## What to do
Please return exactly the lines from the beginning of the listing up to and including the line with "positive clicks: (149, 124)", with no pictures.

## Excerpted data
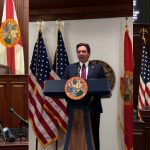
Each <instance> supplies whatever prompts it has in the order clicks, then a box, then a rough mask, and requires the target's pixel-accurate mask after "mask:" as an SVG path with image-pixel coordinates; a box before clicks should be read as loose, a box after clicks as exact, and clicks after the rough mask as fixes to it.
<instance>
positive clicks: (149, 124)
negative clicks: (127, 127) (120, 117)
mask: <svg viewBox="0 0 150 150" xmlns="http://www.w3.org/2000/svg"><path fill="white" fill-rule="evenodd" d="M133 126H134V150H149V149H150V142H149V141H150V122H134V123H133Z"/></svg>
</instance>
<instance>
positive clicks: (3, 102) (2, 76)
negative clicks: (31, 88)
mask: <svg viewBox="0 0 150 150" xmlns="http://www.w3.org/2000/svg"><path fill="white" fill-rule="evenodd" d="M13 1H14V4H15V8H16V13H17V17H18V22H19V26H20V30H21V37H22V43H23V47H24V60H25V74H26V75H0V120H1V121H2V124H3V126H4V127H5V126H7V127H13V128H14V127H19V120H18V119H17V117H16V116H14V115H13V114H11V113H10V112H9V107H12V108H13V109H14V110H15V111H16V112H17V113H18V114H20V115H21V116H22V117H23V118H25V119H28V22H29V0H13ZM3 7H4V0H0V25H1V20H2V14H3Z"/></svg>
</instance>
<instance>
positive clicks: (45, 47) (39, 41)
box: [29, 30, 58, 146]
mask: <svg viewBox="0 0 150 150" xmlns="http://www.w3.org/2000/svg"><path fill="white" fill-rule="evenodd" d="M49 78H50V64H49V61H48V56H47V52H46V47H45V44H44V40H43V37H42V32H41V30H40V31H39V35H38V39H37V41H36V43H35V46H34V51H33V56H32V60H31V65H30V74H29V118H30V120H31V123H32V127H33V129H34V133H35V135H36V137H37V139H38V140H39V141H40V143H42V145H44V146H47V145H48V144H49V143H51V142H52V141H54V140H56V139H57V136H58V133H57V125H58V124H57V122H56V120H55V119H54V118H53V116H52V114H50V113H48V112H47V111H45V109H44V107H43V105H44V101H45V99H46V98H45V96H44V94H43V88H44V81H45V80H47V79H49Z"/></svg>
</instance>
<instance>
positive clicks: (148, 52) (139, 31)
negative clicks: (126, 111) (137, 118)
mask: <svg viewBox="0 0 150 150" xmlns="http://www.w3.org/2000/svg"><path fill="white" fill-rule="evenodd" d="M142 28H145V29H147V31H148V33H147V34H146V41H147V48H148V54H149V61H150V24H134V27H133V43H134V44H133V56H134V74H133V79H134V80H133V90H134V91H133V93H134V95H133V104H134V108H135V109H137V105H138V91H139V80H140V78H139V77H140V62H141V51H142V33H141V31H140V30H141V29H142Z"/></svg>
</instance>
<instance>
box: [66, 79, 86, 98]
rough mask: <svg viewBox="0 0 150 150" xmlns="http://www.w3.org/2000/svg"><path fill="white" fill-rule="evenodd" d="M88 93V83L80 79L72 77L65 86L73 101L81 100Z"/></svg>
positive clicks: (67, 93)
mask: <svg viewBox="0 0 150 150" xmlns="http://www.w3.org/2000/svg"><path fill="white" fill-rule="evenodd" d="M87 91H88V85H87V83H86V81H85V80H84V79H82V78H80V77H72V78H70V79H68V80H67V82H66V84H65V93H66V95H67V96H68V97H69V98H70V99H72V100H81V99H82V98H83V97H84V96H85V95H86V94H87Z"/></svg>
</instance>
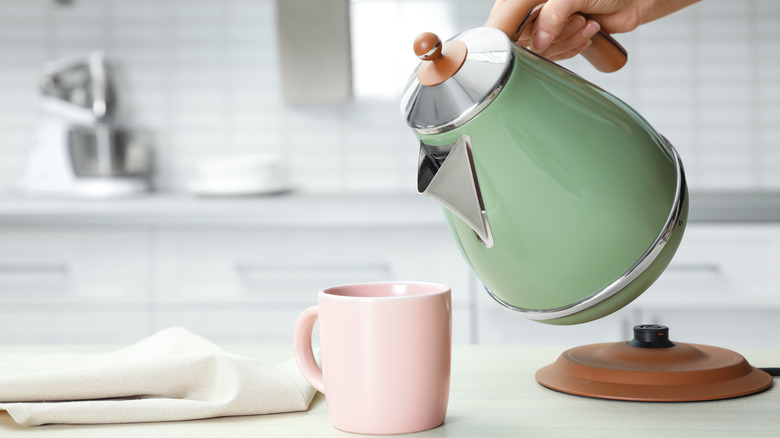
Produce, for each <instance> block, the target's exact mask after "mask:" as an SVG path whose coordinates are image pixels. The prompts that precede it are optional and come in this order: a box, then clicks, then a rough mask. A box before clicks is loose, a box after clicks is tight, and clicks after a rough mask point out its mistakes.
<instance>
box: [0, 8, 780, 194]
mask: <svg viewBox="0 0 780 438" xmlns="http://www.w3.org/2000/svg"><path fill="white" fill-rule="evenodd" d="M312 1H316V0H312ZM491 4H492V0H479V1H478V0H353V4H352V11H353V16H354V17H353V29H352V31H353V39H355V41H356V42H355V44H354V46H353V51H354V53H355V57H356V60H355V85H356V98H355V100H354V101H353V102H349V103H345V104H317V105H289V104H286V103H285V102H284V101H283V100H282V98H281V94H280V92H279V83H280V78H279V75H278V71H277V62H278V61H277V59H278V58H277V56H278V54H277V51H276V31H275V26H276V23H275V18H274V17H275V13H274V2H273V0H186V1H185V0H72V1H71V4H70V5H67V6H61V5H58V4H57V3H56V2H55V1H53V0H0V181H8V180H9V179H11V178H13V176H14V174H15V173H16V172H18V171H19V169H20V168H21V166H23V163H24V159H25V153H26V150H27V147H28V135H29V133H30V131H31V129H32V127H33V123H34V121H35V97H36V91H35V90H36V81H37V77H38V72H39V69H40V66H41V64H42V63H43V62H45V61H46V60H50V59H54V58H56V57H60V56H64V55H68V54H73V53H79V52H86V51H89V50H92V49H96V48H99V49H102V50H103V51H105V52H106V53H107V55H108V56H109V57H110V59H111V60H112V61H113V65H114V67H115V71H116V75H117V83H118V87H119V93H120V99H121V105H122V110H123V111H125V115H126V117H125V119H126V121H127V122H128V123H130V124H134V125H138V126H142V127H145V128H148V129H151V130H152V131H153V132H155V134H156V151H157V162H158V163H157V169H158V176H157V184H158V186H159V187H161V188H167V189H177V188H181V187H182V186H183V184H184V183H185V181H186V177H187V171H188V168H189V167H190V166H191V165H192V164H193V163H194V162H196V161H197V160H200V159H203V158H204V157H209V156H213V155H218V154H231V153H243V152H272V153H279V154H281V155H282V156H283V157H285V159H286V160H287V161H288V162H289V164H290V167H291V169H292V171H293V173H294V175H293V176H294V179H295V182H296V186H297V187H298V188H299V189H300V190H304V191H312V192H356V191H360V192H366V191H368V192H375V191H381V192H395V191H413V190H414V180H415V178H414V173H415V169H414V168H415V162H416V149H417V147H416V144H415V141H414V139H413V137H412V135H411V133H410V132H408V129H407V128H406V126H405V125H404V123H403V121H402V120H401V118H400V116H399V112H398V102H399V99H400V96H399V95H400V90H401V88H402V87H403V84H404V82H405V80H406V78H407V76H408V74H409V73H410V72H411V70H412V68H413V67H414V64H415V59H414V57H413V55H412V53H411V49H410V46H411V40H412V38H413V37H414V35H415V34H416V33H418V32H420V31H424V30H432V31H435V32H438V33H440V34H441V35H450V34H452V33H455V32H457V31H460V30H465V29H467V28H471V27H476V26H479V25H481V23H483V22H484V19H485V18H486V15H487V12H488V11H489V9H490V6H491ZM421 10H424V11H426V13H425V14H421V13H420V11H421ZM431 11H432V12H438V13H430V12H431ZM364 17H381V21H371V22H366V21H363V20H368V18H364ZM421 17H430V18H428V21H424V20H423V18H421ZM373 20H377V19H376V18H374V19H373ZM778 22H780V2H777V1H775V0H749V1H743V2H734V1H731V0H706V1H704V2H701V3H699V4H697V5H695V6H693V7H690V8H688V9H686V10H684V11H681V12H678V13H676V14H673V15H671V16H669V17H666V18H664V19H661V20H659V21H657V22H654V23H651V24H649V25H646V26H643V27H641V28H640V29H638V30H637V31H635V32H632V33H629V34H625V35H618V36H617V38H618V40H619V41H621V43H622V44H623V45H624V46H625V47H626V48H627V50H628V51H629V55H630V61H629V64H628V66H627V67H626V68H624V69H623V70H621V71H620V72H618V73H614V74H609V75H607V74H601V73H598V72H596V71H595V70H594V69H593V68H591V67H590V66H589V65H588V64H587V63H586V62H585V61H584V60H581V59H576V60H572V61H567V62H566V63H565V65H566V66H567V67H568V68H570V69H572V70H574V71H576V72H577V73H579V74H581V75H583V76H584V77H586V78H588V79H589V80H591V81H593V82H595V83H597V84H599V85H600V86H602V87H603V88H605V89H607V90H609V91H611V92H612V93H613V94H615V95H617V96H618V97H620V98H622V99H623V100H625V101H627V102H628V103H629V104H631V105H632V106H634V107H635V108H637V109H638V110H639V111H640V112H641V113H642V114H643V115H644V116H645V117H646V118H647V119H648V120H649V121H650V122H651V123H652V124H653V125H655V126H656V127H657V128H658V129H659V130H660V131H661V132H662V133H664V134H665V135H666V136H667V137H668V138H669V139H670V140H671V141H672V142H673V143H674V144H675V146H676V147H677V148H678V149H679V151H680V153H681V154H682V157H683V161H684V163H685V165H686V170H687V172H688V177H689V183H690V185H691V186H692V188H694V189H723V190H778V189H780V27H779V26H778V25H777V23H778ZM391 33H392V35H391ZM315 41H316V36H314V37H313V42H315ZM380 50H381V51H382V53H383V54H386V55H389V56H390V58H391V61H390V62H384V63H380V64H378V63H377V62H376V61H374V59H376V58H374V57H372V56H371V53H374V52H375V51H380ZM376 78H381V79H376Z"/></svg>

## Result of this exercise
Each <instance> supplies whatever prompts it has in the order clicks, then a box, then a rough mask, and requires the target's pixel-accurate mask after "mask:" as an SVG path with image-pixel coordinates; a box before clicks should be read as loose, a box after clicks as exact, and clicks after the rough mask as fixes to it.
<instance>
positive clicks: (149, 124)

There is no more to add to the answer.